─── Record excerpts ───
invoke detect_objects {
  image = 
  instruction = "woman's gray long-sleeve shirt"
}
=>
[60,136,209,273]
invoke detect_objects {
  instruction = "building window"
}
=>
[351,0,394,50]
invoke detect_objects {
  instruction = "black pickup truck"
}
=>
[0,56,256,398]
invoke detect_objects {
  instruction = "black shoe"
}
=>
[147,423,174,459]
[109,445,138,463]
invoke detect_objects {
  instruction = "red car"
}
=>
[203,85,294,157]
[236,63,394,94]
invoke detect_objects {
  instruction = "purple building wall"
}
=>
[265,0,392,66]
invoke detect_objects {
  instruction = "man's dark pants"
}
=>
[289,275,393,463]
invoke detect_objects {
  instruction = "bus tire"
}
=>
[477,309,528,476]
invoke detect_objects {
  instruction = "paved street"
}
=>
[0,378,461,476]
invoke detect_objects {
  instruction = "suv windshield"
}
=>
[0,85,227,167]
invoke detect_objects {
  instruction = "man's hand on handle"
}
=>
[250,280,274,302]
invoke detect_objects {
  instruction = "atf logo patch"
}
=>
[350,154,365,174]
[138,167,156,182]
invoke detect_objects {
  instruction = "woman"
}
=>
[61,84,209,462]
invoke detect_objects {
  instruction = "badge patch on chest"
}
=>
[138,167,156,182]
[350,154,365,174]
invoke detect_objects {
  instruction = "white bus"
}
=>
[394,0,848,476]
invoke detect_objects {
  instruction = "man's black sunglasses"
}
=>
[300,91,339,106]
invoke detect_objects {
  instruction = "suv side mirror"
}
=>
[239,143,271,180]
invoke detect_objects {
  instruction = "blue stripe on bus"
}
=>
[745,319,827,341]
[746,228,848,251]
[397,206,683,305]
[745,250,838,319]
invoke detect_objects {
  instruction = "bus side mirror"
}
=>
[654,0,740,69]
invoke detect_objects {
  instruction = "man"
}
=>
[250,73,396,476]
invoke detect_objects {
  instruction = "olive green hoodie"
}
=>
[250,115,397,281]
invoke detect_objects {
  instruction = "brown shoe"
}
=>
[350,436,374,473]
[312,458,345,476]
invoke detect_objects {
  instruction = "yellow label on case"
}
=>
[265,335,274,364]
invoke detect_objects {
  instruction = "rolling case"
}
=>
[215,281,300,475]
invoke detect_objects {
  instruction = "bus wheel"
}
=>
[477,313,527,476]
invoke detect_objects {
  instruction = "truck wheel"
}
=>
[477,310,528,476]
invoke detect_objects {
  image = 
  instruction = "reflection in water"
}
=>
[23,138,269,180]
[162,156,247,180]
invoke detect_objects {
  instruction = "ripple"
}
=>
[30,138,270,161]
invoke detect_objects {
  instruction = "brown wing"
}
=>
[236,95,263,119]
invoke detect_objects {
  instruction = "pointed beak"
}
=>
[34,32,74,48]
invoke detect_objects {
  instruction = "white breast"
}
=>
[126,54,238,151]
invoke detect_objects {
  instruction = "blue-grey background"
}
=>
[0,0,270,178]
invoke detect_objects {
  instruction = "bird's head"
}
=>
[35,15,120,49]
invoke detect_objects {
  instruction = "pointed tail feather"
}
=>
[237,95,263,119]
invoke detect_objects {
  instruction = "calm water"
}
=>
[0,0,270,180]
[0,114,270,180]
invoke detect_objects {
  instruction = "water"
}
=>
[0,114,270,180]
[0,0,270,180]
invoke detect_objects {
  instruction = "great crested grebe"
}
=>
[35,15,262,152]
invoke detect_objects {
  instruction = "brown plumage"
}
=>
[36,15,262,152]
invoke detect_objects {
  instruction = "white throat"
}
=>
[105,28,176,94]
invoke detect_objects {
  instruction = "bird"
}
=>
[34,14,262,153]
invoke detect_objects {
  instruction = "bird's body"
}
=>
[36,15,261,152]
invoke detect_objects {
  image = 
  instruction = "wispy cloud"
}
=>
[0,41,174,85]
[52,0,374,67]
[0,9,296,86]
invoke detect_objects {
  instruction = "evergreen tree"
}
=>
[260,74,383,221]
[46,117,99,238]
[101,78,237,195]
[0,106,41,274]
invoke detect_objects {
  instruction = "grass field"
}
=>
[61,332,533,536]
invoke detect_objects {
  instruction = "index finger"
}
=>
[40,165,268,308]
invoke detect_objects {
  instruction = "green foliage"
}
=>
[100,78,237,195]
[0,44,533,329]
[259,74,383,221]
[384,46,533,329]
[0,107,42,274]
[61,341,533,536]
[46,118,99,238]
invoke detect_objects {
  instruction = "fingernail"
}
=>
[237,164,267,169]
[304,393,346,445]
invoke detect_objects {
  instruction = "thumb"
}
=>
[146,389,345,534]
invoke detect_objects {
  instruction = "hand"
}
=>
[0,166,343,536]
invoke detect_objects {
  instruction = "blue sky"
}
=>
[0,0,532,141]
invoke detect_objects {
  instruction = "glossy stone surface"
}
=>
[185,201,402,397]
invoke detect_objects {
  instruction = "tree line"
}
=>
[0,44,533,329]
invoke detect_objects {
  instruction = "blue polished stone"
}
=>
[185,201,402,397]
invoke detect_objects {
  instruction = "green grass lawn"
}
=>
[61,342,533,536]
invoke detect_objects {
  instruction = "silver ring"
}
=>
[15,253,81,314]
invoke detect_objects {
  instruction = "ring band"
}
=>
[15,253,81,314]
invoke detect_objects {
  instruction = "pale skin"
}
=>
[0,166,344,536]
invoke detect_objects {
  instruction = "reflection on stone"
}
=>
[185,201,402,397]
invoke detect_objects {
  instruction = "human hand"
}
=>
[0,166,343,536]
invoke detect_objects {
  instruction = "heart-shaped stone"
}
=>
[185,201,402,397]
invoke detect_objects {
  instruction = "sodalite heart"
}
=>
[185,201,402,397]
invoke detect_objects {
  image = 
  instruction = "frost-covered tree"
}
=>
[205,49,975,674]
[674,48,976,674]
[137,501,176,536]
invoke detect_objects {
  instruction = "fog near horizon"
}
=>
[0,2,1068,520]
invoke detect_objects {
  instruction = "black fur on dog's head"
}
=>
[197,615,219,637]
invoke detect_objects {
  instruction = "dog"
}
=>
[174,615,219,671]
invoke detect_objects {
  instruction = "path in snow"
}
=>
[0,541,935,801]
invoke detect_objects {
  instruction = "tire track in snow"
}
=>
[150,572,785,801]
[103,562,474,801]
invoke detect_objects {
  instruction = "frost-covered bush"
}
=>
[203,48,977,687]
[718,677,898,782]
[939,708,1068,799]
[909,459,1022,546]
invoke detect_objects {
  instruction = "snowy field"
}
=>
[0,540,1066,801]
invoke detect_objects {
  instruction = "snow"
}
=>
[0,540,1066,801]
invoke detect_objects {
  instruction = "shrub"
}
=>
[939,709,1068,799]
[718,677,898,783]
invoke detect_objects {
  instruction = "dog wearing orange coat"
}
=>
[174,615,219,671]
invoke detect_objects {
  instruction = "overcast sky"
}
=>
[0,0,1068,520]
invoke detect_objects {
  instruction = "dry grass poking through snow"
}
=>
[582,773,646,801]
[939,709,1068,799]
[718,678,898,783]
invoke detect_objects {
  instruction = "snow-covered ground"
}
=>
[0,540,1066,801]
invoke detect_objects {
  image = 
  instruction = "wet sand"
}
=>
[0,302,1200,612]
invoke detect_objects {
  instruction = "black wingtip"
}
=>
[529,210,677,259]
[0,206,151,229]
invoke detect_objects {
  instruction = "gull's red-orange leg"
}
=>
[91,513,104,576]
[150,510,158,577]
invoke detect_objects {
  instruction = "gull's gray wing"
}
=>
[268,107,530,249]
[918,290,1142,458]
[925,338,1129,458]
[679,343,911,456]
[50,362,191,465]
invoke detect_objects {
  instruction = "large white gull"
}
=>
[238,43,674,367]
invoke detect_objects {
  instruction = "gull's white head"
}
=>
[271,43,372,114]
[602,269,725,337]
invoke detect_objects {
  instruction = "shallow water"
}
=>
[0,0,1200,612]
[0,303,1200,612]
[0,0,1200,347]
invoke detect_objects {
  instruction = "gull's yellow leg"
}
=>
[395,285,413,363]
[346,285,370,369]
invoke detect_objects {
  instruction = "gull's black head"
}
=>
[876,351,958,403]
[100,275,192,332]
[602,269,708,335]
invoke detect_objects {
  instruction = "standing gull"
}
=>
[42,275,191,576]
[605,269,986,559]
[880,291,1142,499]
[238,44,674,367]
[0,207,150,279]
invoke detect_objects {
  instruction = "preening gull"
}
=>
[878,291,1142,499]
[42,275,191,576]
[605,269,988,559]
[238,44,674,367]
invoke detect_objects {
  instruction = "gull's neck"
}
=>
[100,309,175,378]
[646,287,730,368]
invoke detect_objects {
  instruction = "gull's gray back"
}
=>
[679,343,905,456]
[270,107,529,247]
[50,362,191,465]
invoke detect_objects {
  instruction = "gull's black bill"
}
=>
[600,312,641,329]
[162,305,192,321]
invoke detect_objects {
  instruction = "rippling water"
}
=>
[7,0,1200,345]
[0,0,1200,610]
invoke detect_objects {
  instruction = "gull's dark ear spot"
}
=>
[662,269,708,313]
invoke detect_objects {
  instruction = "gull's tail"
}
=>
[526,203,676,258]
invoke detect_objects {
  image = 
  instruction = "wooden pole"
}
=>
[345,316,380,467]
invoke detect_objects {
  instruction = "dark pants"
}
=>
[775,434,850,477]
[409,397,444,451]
───
_Given problem_: Revise the rows starting at the beginning and ending at the line containing "[236,63,394,94]", changing "red car" to "silver sedan" and leaving all else unchanged.

_Task result_:
invoke detect_objects {
  image = 
  instruction = "woman's gray long-sleeve shirt"
}
=>
[60,136,209,273]
invoke detect_objects {
  instruction = "building window"
}
=>
[351,0,394,50]
invoke detect_objects {
  instruction = "black pickup truck"
}
=>
[0,56,256,398]
invoke detect_objects {
  instruction = "black shoe"
}
=>
[147,423,174,459]
[109,445,138,463]
invoke detect_objects {
  instruction = "silver sedan"
}
=>
[203,85,294,157]
[236,63,394,94]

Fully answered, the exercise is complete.